*HOW TO COMPLETE THIS TASK:* Continue the essay on love in poetry below, picking up after its final sentence.

*TEXT EXCERPT:*
---*---
Plato once said, At the touch of love everyone becomes a poet. What is Love? Love is an attraction based on sexual desires: affection and tenderness felt by lovers. (Merriam Websters Dictionary) We see a lot of love, marriage, broken-hearts, lust, and sex in today society but also in poetry we read by great authors. A poem such as Sharon Olds, Sex Without Love. Also from the past that knew the meaning of love through his plays, poems, and especially from his sonnets, William Shakespeare, Sonnet 116 Let me not the marriage of true minds.
I will analyze each poem and sonnet and show my own point of view and show the similarities and differences. In Sharon Olds, Sex Without Love, she passionately describes the authors disgust for casual sex. She vividly animates the immortality of lustful sex through her language variety. Olds clever use of imagery makes this poem come to life. Her frequently uses of similes to make the audience imagine actual events. For example, Olds describes making love as Beautiful as dancers. (Sharon Olds, Line #2) In this line, she questions how one can do such a beautiful act with a person whom one is not in love with.
---*---
*SUPPLIED INFORMATION:*
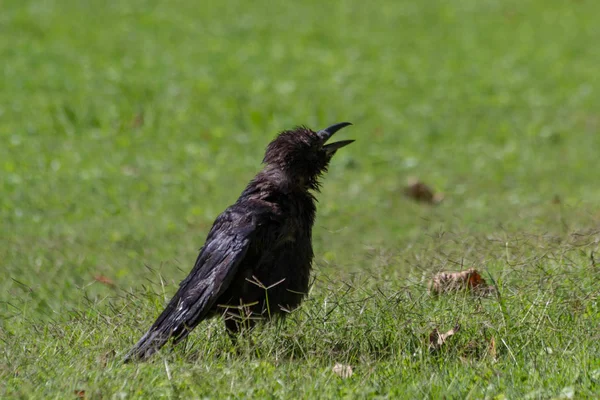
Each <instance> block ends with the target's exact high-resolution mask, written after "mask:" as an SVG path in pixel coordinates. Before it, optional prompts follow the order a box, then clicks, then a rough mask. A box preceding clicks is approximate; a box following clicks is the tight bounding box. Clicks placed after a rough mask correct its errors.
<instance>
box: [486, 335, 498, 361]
mask: <svg viewBox="0 0 600 400" xmlns="http://www.w3.org/2000/svg"><path fill="white" fill-rule="evenodd" d="M488 354H489V355H490V356H491V357H492V359H493V360H496V354H497V352H496V338H494V337H493V336H492V338H491V339H490V345H489V346H488Z"/></svg>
---*---
*REPLY:*
Olds also describes sex as gliding over each other like ice skaters over the ice. (Sharon Olds, Line #3,4) She is referring to sex as a performance. Imagine an ice-skating performance, each ice skater is performing for judges and an audience to win an award. Olds uses this simile to relate people performing for one another. When two people truly are in love, there is no need for any special show or performance. Another simile the author uses is As wet as the children at birth whose mothers are going to give them away, (Sharon Olds, Line #6,7,8) to simulate a sweaty lovemaking scene.
The simile light rising slowly as steam off their joined skin (Sharon Olds, Line #11,12,13) can also be used to perceive the same image of a hot, sweaty, and passionate love making scene. The author repeatedly questions how two people who are not in love can perform such a spiritual act. The simile As wet as the children at birth whose mothers are going to give them away, can also be used to represent the outcome of lustful copulation. When two people engage in sexual activities, a large percent of the mothers choose to ignore the outcome and either abort or give their children up for adoption.
Olds compares the lovers with great runners. (Sharon Olds, Line #18) In this simile, she implies that lovers are alone with their own pleasures. Olds questions this selfishness throughout the poem. How can two people be alone in pleasure, when sex is supposed to be both physically and emotionally shared between lovers? Olds uses hyperbole to describe her belief that sex and God are entwined. These are the true religions, the priest, the pros, the one who will not accept a false Messiah, love the priest instead of the God.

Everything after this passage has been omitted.